> Work required
A verbatim copy of the records below, pictures omitted, is the task.

(Records contained in a dataset)

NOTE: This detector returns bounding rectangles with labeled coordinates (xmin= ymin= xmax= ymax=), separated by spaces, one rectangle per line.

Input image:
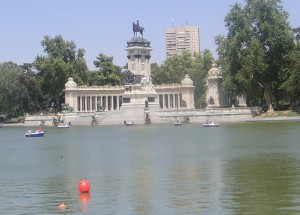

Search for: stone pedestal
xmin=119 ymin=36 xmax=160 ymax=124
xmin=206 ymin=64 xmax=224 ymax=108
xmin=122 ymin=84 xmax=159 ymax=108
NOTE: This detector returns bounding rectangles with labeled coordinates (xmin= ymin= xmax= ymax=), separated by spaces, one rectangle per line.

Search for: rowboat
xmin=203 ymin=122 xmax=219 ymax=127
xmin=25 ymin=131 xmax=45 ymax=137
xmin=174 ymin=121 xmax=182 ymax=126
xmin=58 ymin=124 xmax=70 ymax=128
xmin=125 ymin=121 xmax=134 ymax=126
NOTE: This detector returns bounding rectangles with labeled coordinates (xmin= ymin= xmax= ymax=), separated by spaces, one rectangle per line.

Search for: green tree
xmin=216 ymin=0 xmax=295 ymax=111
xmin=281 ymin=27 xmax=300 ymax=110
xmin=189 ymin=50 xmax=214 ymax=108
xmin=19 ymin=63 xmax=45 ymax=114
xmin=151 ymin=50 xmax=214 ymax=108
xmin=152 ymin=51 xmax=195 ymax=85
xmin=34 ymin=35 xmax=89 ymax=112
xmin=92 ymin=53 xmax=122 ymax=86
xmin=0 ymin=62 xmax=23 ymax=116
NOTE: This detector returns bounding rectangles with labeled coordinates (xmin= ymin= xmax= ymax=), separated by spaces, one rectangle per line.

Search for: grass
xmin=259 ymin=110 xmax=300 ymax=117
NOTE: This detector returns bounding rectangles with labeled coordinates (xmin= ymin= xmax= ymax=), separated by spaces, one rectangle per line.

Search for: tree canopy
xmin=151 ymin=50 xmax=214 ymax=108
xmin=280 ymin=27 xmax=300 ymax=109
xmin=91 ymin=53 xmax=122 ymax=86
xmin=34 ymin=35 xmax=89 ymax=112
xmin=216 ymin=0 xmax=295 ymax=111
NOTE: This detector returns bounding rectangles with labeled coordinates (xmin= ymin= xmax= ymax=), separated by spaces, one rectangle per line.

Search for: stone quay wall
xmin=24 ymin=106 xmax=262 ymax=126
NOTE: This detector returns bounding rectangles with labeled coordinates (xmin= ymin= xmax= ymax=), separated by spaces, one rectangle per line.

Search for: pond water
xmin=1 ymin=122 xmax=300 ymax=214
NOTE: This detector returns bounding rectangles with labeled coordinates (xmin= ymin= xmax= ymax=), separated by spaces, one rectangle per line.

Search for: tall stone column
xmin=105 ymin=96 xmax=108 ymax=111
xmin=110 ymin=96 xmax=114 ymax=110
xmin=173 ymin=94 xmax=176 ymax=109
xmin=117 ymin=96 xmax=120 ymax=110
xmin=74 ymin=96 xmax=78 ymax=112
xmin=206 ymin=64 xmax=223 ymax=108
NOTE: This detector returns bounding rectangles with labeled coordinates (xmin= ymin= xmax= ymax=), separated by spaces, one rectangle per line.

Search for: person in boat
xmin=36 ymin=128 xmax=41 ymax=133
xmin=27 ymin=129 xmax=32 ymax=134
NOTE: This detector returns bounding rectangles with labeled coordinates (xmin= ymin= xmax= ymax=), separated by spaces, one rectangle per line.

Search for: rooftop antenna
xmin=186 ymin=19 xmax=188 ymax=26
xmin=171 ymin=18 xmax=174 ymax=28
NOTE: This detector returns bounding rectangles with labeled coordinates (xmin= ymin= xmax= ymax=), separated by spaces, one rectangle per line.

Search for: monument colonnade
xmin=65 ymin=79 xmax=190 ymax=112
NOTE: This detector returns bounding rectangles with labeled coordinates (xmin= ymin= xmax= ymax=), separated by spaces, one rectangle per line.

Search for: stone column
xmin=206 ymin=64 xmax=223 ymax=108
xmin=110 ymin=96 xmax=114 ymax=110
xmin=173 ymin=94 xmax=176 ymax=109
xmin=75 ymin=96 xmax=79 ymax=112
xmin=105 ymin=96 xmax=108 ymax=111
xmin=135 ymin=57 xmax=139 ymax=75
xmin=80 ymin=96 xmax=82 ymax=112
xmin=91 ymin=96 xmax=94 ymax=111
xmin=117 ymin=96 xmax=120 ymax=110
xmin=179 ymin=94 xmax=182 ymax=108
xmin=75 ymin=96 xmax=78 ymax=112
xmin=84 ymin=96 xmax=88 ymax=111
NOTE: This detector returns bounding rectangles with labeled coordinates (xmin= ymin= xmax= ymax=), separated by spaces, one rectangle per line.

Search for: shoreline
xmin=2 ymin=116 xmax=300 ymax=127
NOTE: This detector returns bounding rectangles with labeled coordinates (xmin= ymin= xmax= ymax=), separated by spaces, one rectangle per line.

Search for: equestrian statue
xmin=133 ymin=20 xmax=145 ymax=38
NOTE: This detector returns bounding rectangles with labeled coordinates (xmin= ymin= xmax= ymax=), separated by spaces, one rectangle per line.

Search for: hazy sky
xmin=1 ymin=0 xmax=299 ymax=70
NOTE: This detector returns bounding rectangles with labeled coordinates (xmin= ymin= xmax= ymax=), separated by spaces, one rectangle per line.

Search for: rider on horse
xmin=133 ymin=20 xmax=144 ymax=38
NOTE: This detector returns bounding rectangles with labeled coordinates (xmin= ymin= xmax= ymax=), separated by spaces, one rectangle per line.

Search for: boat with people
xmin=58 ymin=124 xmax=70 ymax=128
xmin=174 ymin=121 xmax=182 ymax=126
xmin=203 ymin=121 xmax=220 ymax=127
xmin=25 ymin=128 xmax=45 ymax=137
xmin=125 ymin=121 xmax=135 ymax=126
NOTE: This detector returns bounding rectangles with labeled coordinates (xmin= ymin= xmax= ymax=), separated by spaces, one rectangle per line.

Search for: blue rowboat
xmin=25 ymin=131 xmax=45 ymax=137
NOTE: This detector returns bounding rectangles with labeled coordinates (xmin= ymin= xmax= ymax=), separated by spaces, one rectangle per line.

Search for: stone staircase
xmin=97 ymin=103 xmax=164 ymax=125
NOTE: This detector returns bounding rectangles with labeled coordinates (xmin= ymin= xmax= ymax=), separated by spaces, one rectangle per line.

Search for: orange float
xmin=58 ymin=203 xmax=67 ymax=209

> Your solution
NOTE: This detector returns bounding rectangles with labeled coordinates (xmin= ymin= xmax= ymax=), separated by spaces, one rectangle per line.

Input image:

Search for: stone pedestal
xmin=119 ymin=36 xmax=160 ymax=124
xmin=206 ymin=64 xmax=224 ymax=108
xmin=122 ymin=84 xmax=159 ymax=108
NOTE: This detector returns bounding rectangles with labeled coordinates (xmin= ymin= xmax= ymax=), separated by spaces, one rectangle per line.

Search for: rowboat
xmin=203 ymin=122 xmax=219 ymax=127
xmin=25 ymin=131 xmax=45 ymax=137
xmin=174 ymin=121 xmax=182 ymax=126
xmin=58 ymin=124 xmax=70 ymax=128
xmin=125 ymin=121 xmax=134 ymax=126
NOTE: This detector returns bounding rectangles with labeled coordinates (xmin= ymin= xmax= ymax=), separated by spaces, one rectangle per line.

Search for: green tree
xmin=216 ymin=0 xmax=295 ymax=111
xmin=281 ymin=27 xmax=300 ymax=110
xmin=189 ymin=50 xmax=214 ymax=108
xmin=19 ymin=63 xmax=45 ymax=114
xmin=151 ymin=50 xmax=214 ymax=108
xmin=152 ymin=51 xmax=195 ymax=85
xmin=34 ymin=35 xmax=89 ymax=112
xmin=92 ymin=53 xmax=122 ymax=86
xmin=0 ymin=62 xmax=23 ymax=116
NOTE: This detector returns bounding rectangles with labeled coordinates (xmin= ymin= xmax= ymax=), separated by spaces, one rectangle per line.

Search for: grass
xmin=259 ymin=110 xmax=300 ymax=117
NOTE: This detector returns bounding rectangles with labeled coordinates (xmin= ymin= xmax= ymax=), separated by spaces, one rectangle per line.

Search for: tree canopy
xmin=151 ymin=50 xmax=214 ymax=108
xmin=280 ymin=27 xmax=300 ymax=109
xmin=91 ymin=53 xmax=122 ymax=86
xmin=34 ymin=35 xmax=89 ymax=112
xmin=216 ymin=0 xmax=295 ymax=111
NOTE: This detector returns bounding rectangles with labeled coordinates (xmin= ymin= xmax= ymax=), separated by spaces, one rectangle per line.

Search for: stone quay wall
xmin=24 ymin=106 xmax=262 ymax=126
NOTE: This detector returns bounding rectangles with labeled coordinates (xmin= ymin= xmax= ymax=), separated by spaces, one rectangle per line.

Search for: pond water
xmin=1 ymin=122 xmax=300 ymax=214
NOTE: This detector returns bounding rectangles with labeled coordinates (xmin= ymin= xmax= ymax=), separated by spaces, one rectangle per line.

Search for: tall stone column
xmin=105 ymin=96 xmax=108 ymax=111
xmin=110 ymin=96 xmax=114 ymax=110
xmin=173 ymin=94 xmax=176 ymax=109
xmin=117 ymin=96 xmax=120 ymax=110
xmin=74 ymin=96 xmax=78 ymax=112
xmin=206 ymin=64 xmax=223 ymax=108
NOTE: This detector returns bounding rectangles with labeled coordinates (xmin= ymin= xmax= ymax=), separated by spaces, one rectangle per line.

Search for: person in boat
xmin=36 ymin=128 xmax=41 ymax=133
xmin=27 ymin=129 xmax=32 ymax=134
NOTE: This detector returns bounding rectangles with labeled coordinates (xmin= ymin= xmax= ymax=), separated by spaces, one rectangle per line.

Search for: rooftop antenna
xmin=186 ymin=19 xmax=188 ymax=26
xmin=171 ymin=18 xmax=174 ymax=28
NOTE: This detector returns bounding rectangles with labeled coordinates (xmin= ymin= xmax= ymax=), separated by spaces, one rectangle per line.

Search for: monument colonnade
xmin=65 ymin=79 xmax=190 ymax=112
NOTE: This detector returns bounding rectangles with labeled coordinates (xmin= ymin= xmax= ymax=), separated by spaces, one rectangle per line.

Search for: stone column
xmin=206 ymin=64 xmax=223 ymax=108
xmin=110 ymin=96 xmax=114 ymax=110
xmin=173 ymin=94 xmax=176 ymax=109
xmin=75 ymin=96 xmax=79 ymax=112
xmin=105 ymin=96 xmax=108 ymax=111
xmin=135 ymin=57 xmax=139 ymax=75
xmin=80 ymin=96 xmax=82 ymax=112
xmin=91 ymin=96 xmax=94 ymax=111
xmin=117 ymin=96 xmax=120 ymax=110
xmin=179 ymin=94 xmax=182 ymax=108
xmin=75 ymin=96 xmax=78 ymax=112
xmin=84 ymin=96 xmax=88 ymax=111
NOTE: This detector returns bounding rectangles with labeled coordinates (xmin= ymin= xmax= ymax=), separated by spaces, one rectangle per line.

Search for: shoreline
xmin=2 ymin=116 xmax=300 ymax=127
NOTE: This detector returns bounding rectangles with labeled coordinates (xmin= ymin= xmax= ymax=), separated by spaces, one rectangle per line.

Search for: equestrian statue
xmin=133 ymin=20 xmax=145 ymax=38
NOTE: This detector returns bounding rectangles with labeled coordinates (xmin= ymin= xmax= ymax=), separated by spaces, one rectangle per line.

Search for: hazy sky
xmin=1 ymin=0 xmax=299 ymax=70
NOTE: This detector returns bounding rectangles with labeled coordinates (xmin= ymin= xmax= ymax=), separated by spaces, one rectangle per line.

Search for: rider on horse
xmin=133 ymin=20 xmax=144 ymax=38
NOTE: This detector returns bounding rectangles with labeled coordinates (xmin= ymin= xmax= ymax=), separated by spaces, one rectangle per line.

Search for: boat with people
xmin=58 ymin=124 xmax=70 ymax=128
xmin=174 ymin=121 xmax=182 ymax=126
xmin=203 ymin=121 xmax=220 ymax=127
xmin=25 ymin=128 xmax=45 ymax=137
xmin=125 ymin=121 xmax=135 ymax=126
NOTE: This detector returns bounding rectangles with labeled coordinates (xmin= ymin= xmax= ymax=), separated by spaces, one rectangle per line.

Search for: blue rowboat
xmin=25 ymin=131 xmax=45 ymax=137
NOTE: This detector returns bounding rectangles with labeled coordinates (xmin= ymin= xmax= ymax=), separated by spaces, one rectangle per line.

Search for: stone staircase
xmin=97 ymin=103 xmax=164 ymax=125
NOTE: This detector returns bounding rectangles with labeled coordinates (xmin= ymin= xmax= ymax=), separated by spaces, one rectangle per line.

Search for: orange float
xmin=58 ymin=203 xmax=67 ymax=209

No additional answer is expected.